◆ **The task**
Each line below should be quoted exactly, please.

--- begin ---

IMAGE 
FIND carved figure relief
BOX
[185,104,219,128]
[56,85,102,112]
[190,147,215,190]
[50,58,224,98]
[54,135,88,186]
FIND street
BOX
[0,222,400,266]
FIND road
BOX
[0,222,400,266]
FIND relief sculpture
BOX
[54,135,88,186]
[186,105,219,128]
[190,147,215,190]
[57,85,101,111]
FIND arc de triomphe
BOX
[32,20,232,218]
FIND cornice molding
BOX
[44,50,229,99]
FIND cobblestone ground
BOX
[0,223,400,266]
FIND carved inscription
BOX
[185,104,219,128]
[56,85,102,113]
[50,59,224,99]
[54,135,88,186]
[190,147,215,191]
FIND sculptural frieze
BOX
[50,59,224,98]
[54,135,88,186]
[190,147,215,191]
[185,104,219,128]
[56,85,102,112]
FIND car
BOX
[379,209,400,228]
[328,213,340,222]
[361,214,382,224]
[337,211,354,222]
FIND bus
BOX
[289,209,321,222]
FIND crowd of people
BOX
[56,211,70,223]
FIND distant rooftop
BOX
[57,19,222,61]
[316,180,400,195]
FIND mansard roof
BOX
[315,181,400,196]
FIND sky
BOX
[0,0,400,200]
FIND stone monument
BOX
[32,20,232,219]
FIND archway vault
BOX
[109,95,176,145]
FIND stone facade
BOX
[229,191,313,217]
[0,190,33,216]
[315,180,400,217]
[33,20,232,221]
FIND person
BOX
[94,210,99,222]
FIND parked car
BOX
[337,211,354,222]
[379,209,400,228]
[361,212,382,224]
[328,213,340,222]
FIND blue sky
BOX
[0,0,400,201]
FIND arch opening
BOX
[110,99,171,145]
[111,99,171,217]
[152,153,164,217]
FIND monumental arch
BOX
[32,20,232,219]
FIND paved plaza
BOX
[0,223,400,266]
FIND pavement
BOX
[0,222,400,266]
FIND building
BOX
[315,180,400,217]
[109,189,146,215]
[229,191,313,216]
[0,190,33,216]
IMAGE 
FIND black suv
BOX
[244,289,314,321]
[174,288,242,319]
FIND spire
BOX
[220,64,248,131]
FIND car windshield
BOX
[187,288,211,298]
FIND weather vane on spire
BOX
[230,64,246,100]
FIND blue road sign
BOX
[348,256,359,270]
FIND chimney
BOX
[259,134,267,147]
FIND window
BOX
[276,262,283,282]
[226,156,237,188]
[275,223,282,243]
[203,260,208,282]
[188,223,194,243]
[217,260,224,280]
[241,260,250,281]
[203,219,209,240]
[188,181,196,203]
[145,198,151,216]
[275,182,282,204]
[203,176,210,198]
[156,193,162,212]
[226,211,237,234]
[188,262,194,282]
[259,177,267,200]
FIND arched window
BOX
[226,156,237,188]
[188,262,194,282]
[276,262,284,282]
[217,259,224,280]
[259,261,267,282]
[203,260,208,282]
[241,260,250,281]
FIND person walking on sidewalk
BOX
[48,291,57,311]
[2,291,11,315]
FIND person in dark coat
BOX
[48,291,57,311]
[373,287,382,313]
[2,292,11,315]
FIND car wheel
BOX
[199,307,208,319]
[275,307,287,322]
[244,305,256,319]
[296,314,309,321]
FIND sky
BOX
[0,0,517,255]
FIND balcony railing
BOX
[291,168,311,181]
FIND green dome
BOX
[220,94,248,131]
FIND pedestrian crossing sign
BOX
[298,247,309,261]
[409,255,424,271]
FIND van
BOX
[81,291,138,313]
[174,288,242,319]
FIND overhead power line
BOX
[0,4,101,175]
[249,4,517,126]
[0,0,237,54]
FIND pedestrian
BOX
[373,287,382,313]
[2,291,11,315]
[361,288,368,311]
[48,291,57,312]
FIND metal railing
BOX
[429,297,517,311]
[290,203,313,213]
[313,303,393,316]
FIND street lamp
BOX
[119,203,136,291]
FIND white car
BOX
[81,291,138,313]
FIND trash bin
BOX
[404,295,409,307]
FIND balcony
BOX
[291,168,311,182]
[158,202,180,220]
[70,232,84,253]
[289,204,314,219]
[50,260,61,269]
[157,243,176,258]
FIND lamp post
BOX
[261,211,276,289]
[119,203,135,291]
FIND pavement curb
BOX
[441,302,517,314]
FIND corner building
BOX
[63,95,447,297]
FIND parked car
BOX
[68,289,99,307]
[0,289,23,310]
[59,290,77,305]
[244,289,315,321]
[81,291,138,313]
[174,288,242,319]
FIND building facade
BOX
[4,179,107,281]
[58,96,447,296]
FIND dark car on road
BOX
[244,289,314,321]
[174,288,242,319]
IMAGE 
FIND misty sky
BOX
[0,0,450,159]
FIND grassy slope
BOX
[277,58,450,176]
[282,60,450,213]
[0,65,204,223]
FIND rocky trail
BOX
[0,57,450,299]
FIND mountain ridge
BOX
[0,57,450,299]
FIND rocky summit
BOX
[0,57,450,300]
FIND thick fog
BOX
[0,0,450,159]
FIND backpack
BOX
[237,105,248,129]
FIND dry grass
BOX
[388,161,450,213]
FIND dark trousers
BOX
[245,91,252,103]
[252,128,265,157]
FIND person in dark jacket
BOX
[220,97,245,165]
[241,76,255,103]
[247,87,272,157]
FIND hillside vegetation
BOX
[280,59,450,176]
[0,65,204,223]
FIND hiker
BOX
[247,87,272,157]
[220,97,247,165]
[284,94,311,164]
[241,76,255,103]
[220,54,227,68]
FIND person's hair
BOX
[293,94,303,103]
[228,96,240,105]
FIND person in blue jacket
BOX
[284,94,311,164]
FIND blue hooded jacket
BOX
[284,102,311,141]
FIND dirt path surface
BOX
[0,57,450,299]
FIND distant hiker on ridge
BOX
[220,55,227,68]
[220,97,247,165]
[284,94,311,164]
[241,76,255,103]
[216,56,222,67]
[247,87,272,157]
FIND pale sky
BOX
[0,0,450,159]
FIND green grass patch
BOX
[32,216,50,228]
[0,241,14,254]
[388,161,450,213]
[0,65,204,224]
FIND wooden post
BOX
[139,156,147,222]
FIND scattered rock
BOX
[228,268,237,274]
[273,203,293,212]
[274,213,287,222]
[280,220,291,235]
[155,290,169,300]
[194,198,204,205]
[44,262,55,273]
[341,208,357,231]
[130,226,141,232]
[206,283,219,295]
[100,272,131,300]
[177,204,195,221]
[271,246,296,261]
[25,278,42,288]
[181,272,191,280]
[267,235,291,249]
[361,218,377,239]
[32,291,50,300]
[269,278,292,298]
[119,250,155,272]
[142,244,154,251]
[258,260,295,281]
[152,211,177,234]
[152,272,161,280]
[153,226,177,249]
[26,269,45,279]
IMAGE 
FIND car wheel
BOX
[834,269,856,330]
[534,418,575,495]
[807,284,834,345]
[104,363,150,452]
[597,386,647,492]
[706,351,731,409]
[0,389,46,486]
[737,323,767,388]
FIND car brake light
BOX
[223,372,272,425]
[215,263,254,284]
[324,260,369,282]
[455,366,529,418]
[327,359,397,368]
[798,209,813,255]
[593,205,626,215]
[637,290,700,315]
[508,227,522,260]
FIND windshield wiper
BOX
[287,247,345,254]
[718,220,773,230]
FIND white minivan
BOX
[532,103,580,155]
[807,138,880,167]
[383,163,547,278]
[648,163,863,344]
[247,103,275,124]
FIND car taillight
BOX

--- end ---

◆ **Expected answer**
IMAGE 
FIND carved figure relief
BOX
[185,104,219,128]
[56,85,102,112]
[190,147,215,190]
[50,58,224,98]
[54,135,88,186]
FIND street
BOX
[0,222,400,266]
FIND road
BOX
[0,222,400,266]
FIND relief sculpture
BOX
[54,135,88,186]
[186,105,219,128]
[190,147,215,190]
[57,85,101,111]
FIND arc de triomphe
BOX
[32,20,232,218]
FIND cornice molding
BOX
[44,50,229,99]
FIND cobblestone ground
BOX
[0,223,400,266]
FIND carved inscription
BOX
[185,104,219,128]
[56,85,102,113]
[50,59,224,99]
[54,135,88,186]
[190,147,215,191]
FIND sculptural frieze
BOX
[50,59,224,98]
[54,135,88,186]
[190,147,215,191]
[185,104,219,128]
[56,85,102,112]
FIND car
BOX
[379,209,400,228]
[328,213,340,222]
[361,214,382,224]
[337,211,354,222]
FIND bus
BOX
[289,209,321,222]
FIND crowd of people
BOX
[56,211,70,223]
FIND distant rooftop
BOX
[57,19,222,61]
[316,180,400,195]
FIND mansard roof
BOX
[315,181,400,196]
FIND sky
BOX
[0,0,400,200]
FIND stone monument
BOX
[32,20,232,219]
FIND archway vault
BOX
[109,95,176,145]
FIND stone facade
BOX
[229,191,313,217]
[0,190,33,216]
[315,180,400,217]
[33,20,232,221]
FIND person
BOX
[94,210,99,222]
FIND parked car
BOX
[337,211,354,222]
[379,209,400,228]
[361,212,382,224]
[328,213,340,222]
FIND blue sky
BOX
[0,0,400,201]
FIND arch opening
BOX
[110,99,171,145]
[111,99,171,217]
[152,153,164,217]
FIND monumental arch
BOX
[32,20,232,219]
FIND paved plaza
BOX
[0,223,400,266]
FIND pavement
BOX
[0,222,400,266]
FIND building
BOX
[315,180,400,217]
[109,189,146,215]
[229,191,313,216]
[0,190,33,216]
IMAGE 
FIND black suv
BOX
[244,289,314,321]
[174,288,242,319]
FIND spire
BOX
[220,64,248,131]
FIND car windshield
BOX
[187,288,211,298]
FIND weather vane on spire
BOX
[230,64,246,100]
FIND blue road sign
BOX
[348,256,359,270]
FIND chimney
BOX
[259,134,267,147]
FIND window
BOX
[276,262,283,282]
[226,156,237,188]
[275,223,282,243]
[203,260,208,282]
[188,223,194,243]
[217,260,224,280]
[241,260,250,281]
[203,219,209,240]
[188,181,196,203]
[145,198,151,216]
[275,182,282,204]
[203,176,210,198]
[156,193,162,212]
[226,211,237,234]
[188,262,194,282]
[259,177,267,200]
FIND arched window
BOX
[226,156,237,188]
[188,262,194,282]
[276,262,284,282]
[217,259,224,280]
[259,261,267,282]
[203,260,208,282]
[241,260,250,281]
FIND person walking on sidewalk
BOX
[48,291,57,311]
[2,291,11,315]
FIND person in dark coat
BOX
[48,291,57,311]
[373,287,382,313]
[2,292,11,315]
FIND car wheel
BOX
[199,307,208,319]
[275,307,287,322]
[244,305,256,319]
[296,314,309,321]
FIND sky
BOX
[0,0,517,255]
FIND balcony railing
BOX
[291,168,311,181]
FIND green dome
BOX
[220,94,248,131]
FIND pedestrian crossing sign
BOX
[298,247,309,261]
[409,255,424,271]
FIND van
BOX
[81,291,138,313]
[174,288,242,319]
FIND overhead power line
BOX
[0,4,101,175]
[249,4,517,126]
[0,0,237,54]
FIND pedestrian
BOX
[373,287,382,313]
[2,291,11,315]
[361,288,368,311]
[48,291,57,312]
FIND metal railing
BOX
[429,297,517,311]
[290,203,313,213]
[313,303,393,316]
FIND street lamp
BOX
[119,203,136,291]
FIND white car
BOX
[81,291,138,313]
FIND trash bin
BOX
[404,295,409,307]
FIND balcony
BOX
[291,168,311,182]
[158,202,180,220]
[70,232,84,253]
[289,204,314,219]
[50,260,61,269]
[157,243,176,258]
FIND lamp post
BOX
[261,211,276,289]
[119,203,135,291]
FIND pavement curb
BOX
[441,302,517,314]
FIND corner building
BOX
[63,95,447,297]
FIND parked car
BOX
[68,289,99,307]
[0,289,23,310]
[59,290,77,305]
[244,289,315,321]
[81,291,138,313]
[174,288,242,319]
FIND building facade
BOX
[4,179,107,281]
[58,96,447,296]
FIND dark car on road
BOX
[244,289,314,321]
[174,288,242,319]
IMAGE 
FIND misty sky
BOX
[0,0,450,159]
FIND grassy slope
BOX
[277,58,450,176]
[282,60,450,213]
[0,65,204,223]
FIND rocky trail
BOX
[0,57,450,299]
FIND mountain ridge
BOX
[0,57,450,299]
FIND rocky summit
BOX
[0,57,450,300]
FIND thick fog
BOX
[0,0,450,159]
FIND backpack
BOX
[237,105,248,129]
FIND dry grass
BOX
[388,161,450,213]
FIND dark trousers
BOX
[245,91,252,103]
[252,128,265,157]
FIND person in dark jacket
BOX
[220,97,245,165]
[241,76,255,103]
[247,87,272,157]
FIND hillside vegetation
BOX
[280,59,450,176]
[0,65,204,223]
FIND hiker
BOX
[247,87,272,157]
[220,97,247,165]
[284,94,311,164]
[241,76,255,103]
[220,54,227,68]
FIND person's hair
BOX
[293,94,303,103]
[228,96,240,105]
FIND person in blue jacket
BOX
[284,94,311,164]
FIND blue hooded jacket
BOX
[284,102,311,141]
FIND dirt path surface
BOX
[0,57,450,299]
FIND distant hiker on ridge
BOX
[220,55,227,68]
[220,97,247,165]
[284,94,311,164]
[241,76,255,103]
[216,56,222,67]
[247,87,272,157]
FIND pale sky
BOX
[0,0,450,159]
FIND green grass patch
BOX
[32,216,50,228]
[0,241,14,254]
[388,161,450,213]
[0,65,204,224]
FIND wooden post
BOX
[139,156,147,222]
FIND scattered rock
BOX
[228,268,237,274]
[273,203,293,212]
[274,213,287,222]
[280,220,291,235]
[155,290,169,300]
[194,198,204,205]
[44,262,55,273]
[341,208,357,231]
[130,226,141,232]
[206,283,219,295]
[100,272,131,300]
[177,204,195,221]
[271,246,296,261]
[25,278,42,288]
[181,272,191,280]
[267,235,291,249]
[361,218,377,239]
[32,291,50,300]
[269,278,292,298]
[119,250,155,272]
[142,244,154,251]
[258,260,295,281]
[152,211,177,234]
[152,272,161,280]
[153,226,177,249]
[26,269,45,279]
IMAGE 
FIND car wheel
BOX
[834,269,856,330]
[534,418,575,495]
[807,284,834,345]
[104,363,150,452]
[597,386,647,492]
[706,351,731,409]
[0,389,46,486]
[737,323,767,388]
FIND car brake light
BOX
[223,372,272,425]
[215,263,254,284]
[324,260,369,282]
[455,366,529,418]
[327,359,397,368]
[798,209,813,255]
[593,205,626,215]
[637,290,700,315]
[508,227,522,260]
FIND windshield wiper
BOX
[287,247,345,254]
[718,220,773,230]
FIND white minivan
BOX
[532,103,580,155]
[807,138,880,167]
[383,163,547,278]
[648,163,863,344]
[247,103,275,124]
FIND car taillight
BOX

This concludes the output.